DATA SHOWN below:

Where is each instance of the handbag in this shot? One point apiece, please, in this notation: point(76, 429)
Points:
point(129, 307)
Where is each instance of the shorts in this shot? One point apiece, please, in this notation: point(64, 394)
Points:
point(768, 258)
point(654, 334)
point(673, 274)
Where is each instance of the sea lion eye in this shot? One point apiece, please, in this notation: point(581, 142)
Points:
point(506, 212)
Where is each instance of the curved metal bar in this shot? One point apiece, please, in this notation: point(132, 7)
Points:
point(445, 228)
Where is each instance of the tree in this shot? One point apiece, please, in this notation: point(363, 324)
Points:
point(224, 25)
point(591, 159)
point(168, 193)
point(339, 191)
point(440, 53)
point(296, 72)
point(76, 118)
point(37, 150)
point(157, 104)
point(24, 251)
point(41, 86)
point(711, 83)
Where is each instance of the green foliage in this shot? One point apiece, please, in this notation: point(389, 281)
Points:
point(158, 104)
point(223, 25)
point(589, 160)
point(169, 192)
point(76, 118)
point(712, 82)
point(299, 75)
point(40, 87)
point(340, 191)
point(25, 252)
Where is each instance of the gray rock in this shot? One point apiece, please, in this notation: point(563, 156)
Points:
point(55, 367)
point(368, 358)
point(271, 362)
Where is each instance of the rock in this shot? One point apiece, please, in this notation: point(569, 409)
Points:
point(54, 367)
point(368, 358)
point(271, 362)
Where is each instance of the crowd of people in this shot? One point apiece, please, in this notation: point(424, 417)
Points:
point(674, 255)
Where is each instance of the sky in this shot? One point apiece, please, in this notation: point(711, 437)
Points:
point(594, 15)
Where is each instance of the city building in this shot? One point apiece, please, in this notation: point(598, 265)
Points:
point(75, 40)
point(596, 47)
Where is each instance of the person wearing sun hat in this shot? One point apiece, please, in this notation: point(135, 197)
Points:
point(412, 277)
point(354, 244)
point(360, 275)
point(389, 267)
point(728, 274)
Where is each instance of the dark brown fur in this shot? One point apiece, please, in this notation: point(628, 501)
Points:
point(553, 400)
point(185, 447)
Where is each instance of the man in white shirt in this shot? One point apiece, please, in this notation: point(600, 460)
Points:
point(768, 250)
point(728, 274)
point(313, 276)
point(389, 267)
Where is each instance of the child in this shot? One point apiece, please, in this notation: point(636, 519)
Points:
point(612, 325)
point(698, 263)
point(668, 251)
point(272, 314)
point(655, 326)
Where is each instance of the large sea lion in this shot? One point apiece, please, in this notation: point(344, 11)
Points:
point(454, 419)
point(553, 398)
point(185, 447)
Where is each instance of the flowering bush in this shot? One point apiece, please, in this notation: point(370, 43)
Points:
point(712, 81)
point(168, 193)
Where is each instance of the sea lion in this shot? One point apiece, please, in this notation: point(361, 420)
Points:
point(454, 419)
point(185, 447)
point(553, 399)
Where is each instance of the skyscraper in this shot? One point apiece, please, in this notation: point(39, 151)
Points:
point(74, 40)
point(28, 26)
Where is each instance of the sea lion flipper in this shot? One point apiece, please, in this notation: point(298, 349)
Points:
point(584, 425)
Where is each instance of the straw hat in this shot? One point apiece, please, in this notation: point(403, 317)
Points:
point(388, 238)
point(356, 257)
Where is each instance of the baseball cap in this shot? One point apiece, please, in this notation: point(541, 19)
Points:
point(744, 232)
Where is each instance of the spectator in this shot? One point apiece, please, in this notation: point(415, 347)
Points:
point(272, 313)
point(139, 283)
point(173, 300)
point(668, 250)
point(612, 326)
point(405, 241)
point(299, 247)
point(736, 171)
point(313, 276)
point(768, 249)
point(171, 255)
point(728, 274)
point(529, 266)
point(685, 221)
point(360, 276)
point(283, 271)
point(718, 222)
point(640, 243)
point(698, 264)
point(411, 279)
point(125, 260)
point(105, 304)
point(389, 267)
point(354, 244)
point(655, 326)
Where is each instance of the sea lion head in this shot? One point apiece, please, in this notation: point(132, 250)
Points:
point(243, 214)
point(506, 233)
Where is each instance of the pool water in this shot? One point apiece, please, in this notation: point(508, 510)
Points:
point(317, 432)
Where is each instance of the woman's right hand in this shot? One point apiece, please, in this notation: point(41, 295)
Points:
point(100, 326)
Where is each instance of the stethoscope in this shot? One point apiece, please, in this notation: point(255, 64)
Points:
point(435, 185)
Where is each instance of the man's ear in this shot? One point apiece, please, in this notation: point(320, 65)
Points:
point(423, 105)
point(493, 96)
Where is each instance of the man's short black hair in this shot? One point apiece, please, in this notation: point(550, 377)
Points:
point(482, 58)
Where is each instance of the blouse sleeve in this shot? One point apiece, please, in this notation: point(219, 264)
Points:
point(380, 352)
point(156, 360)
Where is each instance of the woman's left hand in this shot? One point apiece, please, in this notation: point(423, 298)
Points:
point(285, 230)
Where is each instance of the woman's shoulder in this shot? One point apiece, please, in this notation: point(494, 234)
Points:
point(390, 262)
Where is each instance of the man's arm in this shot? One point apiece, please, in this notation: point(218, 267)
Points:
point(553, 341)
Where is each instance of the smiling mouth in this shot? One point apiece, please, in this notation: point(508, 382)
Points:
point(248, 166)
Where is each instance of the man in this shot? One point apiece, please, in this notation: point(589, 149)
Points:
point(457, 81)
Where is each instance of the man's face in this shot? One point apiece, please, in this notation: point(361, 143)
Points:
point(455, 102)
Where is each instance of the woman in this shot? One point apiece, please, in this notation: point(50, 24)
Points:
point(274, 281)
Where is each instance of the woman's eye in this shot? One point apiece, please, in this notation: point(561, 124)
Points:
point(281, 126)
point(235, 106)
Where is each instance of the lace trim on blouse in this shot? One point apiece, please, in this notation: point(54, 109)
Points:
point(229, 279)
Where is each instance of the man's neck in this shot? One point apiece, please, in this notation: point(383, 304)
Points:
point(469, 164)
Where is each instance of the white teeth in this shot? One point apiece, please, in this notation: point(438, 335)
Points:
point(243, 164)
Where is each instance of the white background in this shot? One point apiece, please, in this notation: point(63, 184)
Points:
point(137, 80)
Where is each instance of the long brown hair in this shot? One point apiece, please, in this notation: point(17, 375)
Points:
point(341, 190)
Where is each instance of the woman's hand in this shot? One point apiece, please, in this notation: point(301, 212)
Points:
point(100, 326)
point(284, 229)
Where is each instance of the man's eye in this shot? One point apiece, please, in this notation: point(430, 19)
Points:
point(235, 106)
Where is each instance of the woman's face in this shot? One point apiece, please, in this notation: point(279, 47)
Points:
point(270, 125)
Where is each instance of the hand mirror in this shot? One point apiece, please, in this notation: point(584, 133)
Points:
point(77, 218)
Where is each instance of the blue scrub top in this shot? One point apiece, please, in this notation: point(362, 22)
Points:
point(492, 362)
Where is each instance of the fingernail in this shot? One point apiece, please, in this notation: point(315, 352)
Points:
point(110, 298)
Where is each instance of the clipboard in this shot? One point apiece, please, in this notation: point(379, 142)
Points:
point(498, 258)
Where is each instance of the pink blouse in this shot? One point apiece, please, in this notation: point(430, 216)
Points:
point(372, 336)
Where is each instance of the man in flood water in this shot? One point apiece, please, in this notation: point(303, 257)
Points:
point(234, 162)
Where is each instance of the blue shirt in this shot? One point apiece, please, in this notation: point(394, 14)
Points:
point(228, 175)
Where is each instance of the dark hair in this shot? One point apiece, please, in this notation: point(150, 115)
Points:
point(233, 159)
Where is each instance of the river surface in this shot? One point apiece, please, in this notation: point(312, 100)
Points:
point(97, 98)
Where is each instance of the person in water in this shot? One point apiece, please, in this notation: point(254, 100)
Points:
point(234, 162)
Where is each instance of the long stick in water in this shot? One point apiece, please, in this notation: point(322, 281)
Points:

End of DATA SHOWN.

## ASSIGNMENT
Starting from the data above, filter for lines with "shirt" and copy each one.

## TASK RESULT
Where is each instance of the man in white shirt in this shot? One point apiece, please, in this notation: point(600, 460)
Where is each instance of the blue shirt in this shot? One point apiece, please, in this notation: point(394, 14)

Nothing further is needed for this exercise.